• WHAT YOU ARE ASKED TO DO
Reproduce the Steve Blauner biography word for word, in full.

• SOURCE PASSAGE
= Stephen Blauner =

American film producer (1933–2015)

Jules Stephen Blauner (September 19, 1933 – June 16, 2015), commonly known as Steve Blauner, was Bobby Darin's manager, producer, and member of BBS Productions.

==Life and career==
He was born to Eugene and Marion Blauner on September 19, 1933. At the time of his birth, Blauner's parents had settled in New York City and he was born on 81st St. in Elmhurst Hospital. While in kindergarten, the family moved to White Plains, New York where he met childhood friend and future collaborator Bert Schneider. After watching The Jolson Story (1946) on numerous occasions, Blauner developed a love for the entertainment business that he would soon pursue. While Blauner was serving in the air force, he visited the Copacabana nightclub in New York City where Sammy Davis Jr. was performing. Blauner idolized Davis and said to the singer, "The way you feel about Frank Sinatra is the way I feel about you". After Blauner completed his time in the military, he and Davis became very good friends. Blauner's first job in the entertainment business was as an agent at GAC, at that time the third largest booking agency in the world. He met with Harriet Wasser and soon discovered singer-songwriter Bobby Darin.

Blauner had almost no experience in management, but he signed Darin with GAC. His first action in management was a Connecticut concert that assured him Darin would become a success. Later, after he left GAC, he asked Darin if he still wanted him to be his manager. Bobby Darin agreed and Blauner maintained his position as Darin's official manager until 1965. During this time, Bert Schneider became vice president and treasurer of Screen Gems and after Darin had received his Best Supporting Actor Oscar nomination for his role in Captain Newman, M.D. (1963), the two men severed their professional connection, but remained friends. Blauner often referred to his management period with Darin as a "comet ride".

• EXERCISE DATA
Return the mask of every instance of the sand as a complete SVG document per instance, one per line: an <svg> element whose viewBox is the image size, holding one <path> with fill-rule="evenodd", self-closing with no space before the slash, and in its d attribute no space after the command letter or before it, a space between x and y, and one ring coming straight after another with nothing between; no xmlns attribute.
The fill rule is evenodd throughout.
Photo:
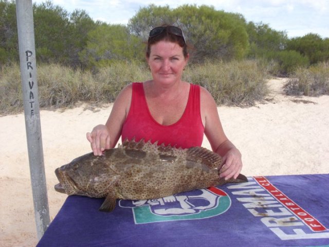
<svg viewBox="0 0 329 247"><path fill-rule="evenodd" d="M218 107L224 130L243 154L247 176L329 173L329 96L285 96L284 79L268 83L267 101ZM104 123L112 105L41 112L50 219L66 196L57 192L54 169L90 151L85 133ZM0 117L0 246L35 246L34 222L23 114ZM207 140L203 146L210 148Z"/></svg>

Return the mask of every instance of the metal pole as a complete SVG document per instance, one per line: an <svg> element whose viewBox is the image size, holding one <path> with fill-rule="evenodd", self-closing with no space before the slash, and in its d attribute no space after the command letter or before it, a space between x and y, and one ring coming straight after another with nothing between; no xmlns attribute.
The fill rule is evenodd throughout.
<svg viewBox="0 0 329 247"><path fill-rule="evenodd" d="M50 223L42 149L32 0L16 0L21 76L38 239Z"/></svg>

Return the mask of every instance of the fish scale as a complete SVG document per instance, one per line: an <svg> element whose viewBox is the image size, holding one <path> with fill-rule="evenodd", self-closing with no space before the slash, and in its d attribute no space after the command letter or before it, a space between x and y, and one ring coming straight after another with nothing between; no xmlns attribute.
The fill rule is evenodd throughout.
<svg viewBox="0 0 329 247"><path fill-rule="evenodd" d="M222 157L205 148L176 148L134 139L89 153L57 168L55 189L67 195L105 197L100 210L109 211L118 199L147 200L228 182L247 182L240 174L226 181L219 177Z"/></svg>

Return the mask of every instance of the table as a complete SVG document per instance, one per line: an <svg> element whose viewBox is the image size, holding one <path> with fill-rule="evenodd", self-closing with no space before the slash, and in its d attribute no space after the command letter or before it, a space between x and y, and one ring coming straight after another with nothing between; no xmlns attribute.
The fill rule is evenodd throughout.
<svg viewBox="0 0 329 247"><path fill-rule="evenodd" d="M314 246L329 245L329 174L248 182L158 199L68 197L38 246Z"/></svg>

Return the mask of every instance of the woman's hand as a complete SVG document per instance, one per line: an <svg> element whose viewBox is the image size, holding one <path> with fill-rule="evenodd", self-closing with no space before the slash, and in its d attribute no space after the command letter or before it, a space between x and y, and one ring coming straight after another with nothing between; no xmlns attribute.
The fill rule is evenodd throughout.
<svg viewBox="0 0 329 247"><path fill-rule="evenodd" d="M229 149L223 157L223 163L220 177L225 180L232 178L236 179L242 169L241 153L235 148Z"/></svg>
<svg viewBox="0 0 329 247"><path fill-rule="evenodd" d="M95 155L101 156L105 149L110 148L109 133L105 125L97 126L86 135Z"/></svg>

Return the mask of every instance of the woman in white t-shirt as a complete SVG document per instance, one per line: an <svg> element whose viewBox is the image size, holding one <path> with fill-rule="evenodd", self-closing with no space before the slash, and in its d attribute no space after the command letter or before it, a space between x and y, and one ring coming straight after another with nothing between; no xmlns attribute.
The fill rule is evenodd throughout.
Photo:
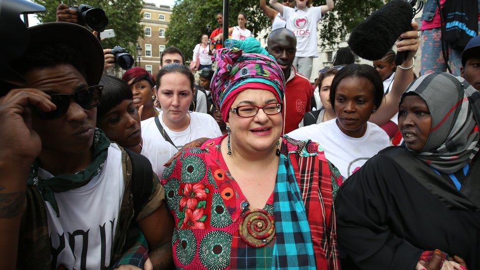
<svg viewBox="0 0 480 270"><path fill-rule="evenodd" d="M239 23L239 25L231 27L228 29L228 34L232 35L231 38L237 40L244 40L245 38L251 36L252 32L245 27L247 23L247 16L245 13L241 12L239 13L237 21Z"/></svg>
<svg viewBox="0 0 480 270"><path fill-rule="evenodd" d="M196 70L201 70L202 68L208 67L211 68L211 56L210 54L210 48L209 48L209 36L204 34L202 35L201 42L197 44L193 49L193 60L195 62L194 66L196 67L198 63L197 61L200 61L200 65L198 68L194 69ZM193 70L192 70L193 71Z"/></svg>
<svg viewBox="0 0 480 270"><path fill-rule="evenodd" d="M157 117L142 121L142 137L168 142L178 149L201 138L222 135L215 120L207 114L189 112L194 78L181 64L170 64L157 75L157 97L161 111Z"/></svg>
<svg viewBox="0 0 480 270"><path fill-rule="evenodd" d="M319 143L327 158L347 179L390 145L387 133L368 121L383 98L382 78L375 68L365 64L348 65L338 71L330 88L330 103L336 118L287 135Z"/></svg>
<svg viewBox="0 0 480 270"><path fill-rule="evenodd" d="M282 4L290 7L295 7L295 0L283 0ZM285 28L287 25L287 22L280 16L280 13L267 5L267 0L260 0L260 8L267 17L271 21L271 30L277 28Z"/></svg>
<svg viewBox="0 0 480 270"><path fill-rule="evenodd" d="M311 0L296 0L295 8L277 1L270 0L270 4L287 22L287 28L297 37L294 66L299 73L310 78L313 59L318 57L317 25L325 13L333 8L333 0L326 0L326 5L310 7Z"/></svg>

• RESULT BELOW
= Stephen Blauner =

American film producer (1933–2015)

Jules Stephen Blauner (September 19, 1933 – June 16, 2015), commonly known as Steve Blauner, was Bobby Darin's manager, producer, and member of BBS Productions.

==Life and career==
He was born to Eugene and Marion Blauner on September 19, 1933. At the time of his birth, Blauner's parents had settled in New York City and he was born on 81st St. in Elmhurst Hospital. While in kindergarten, the family moved to White Plains, New York where he met childhood friend and future collaborator Bert Schneider. After watching The Jolson Story (1946) on numerous occasions, Blauner developed a love for the entertainment business that he would soon pursue. While Blauner was serving in the air force, he visited the Copacabana nightclub in New York City where Sammy Davis Jr. was performing. Blauner idolized Davis and said to the singer, "The way you feel about Frank Sinatra is the way I feel about you". After Blauner completed his time in the military, he and Davis became very good friends. Blauner's first job in the entertainment business was as an agent at GAC, at that time the third largest booking agency in the world. He met with Harriet Wasser and soon discovered singer-songwriter Bobby Darin.

Blauner had almost no experience in management, but he signed Darin with GAC. His first action in management was a Connecticut concert that assured him Darin would become a success. Later, after he left GAC, he asked Darin if he still wanted him to be his manager. Bobby Darin agreed and Blauner maintained his position as Darin's official manager until 1965. During this time, Bert Schneider became vice president and treasurer of Screen Gems and after Darin had received his Best Supporting Actor Oscar nomination for his role in Captain Newman, M.D. (1963), the two men severed their professional connection, but remained friends. Blauner often referred to his management period with Darin as a "comet ride".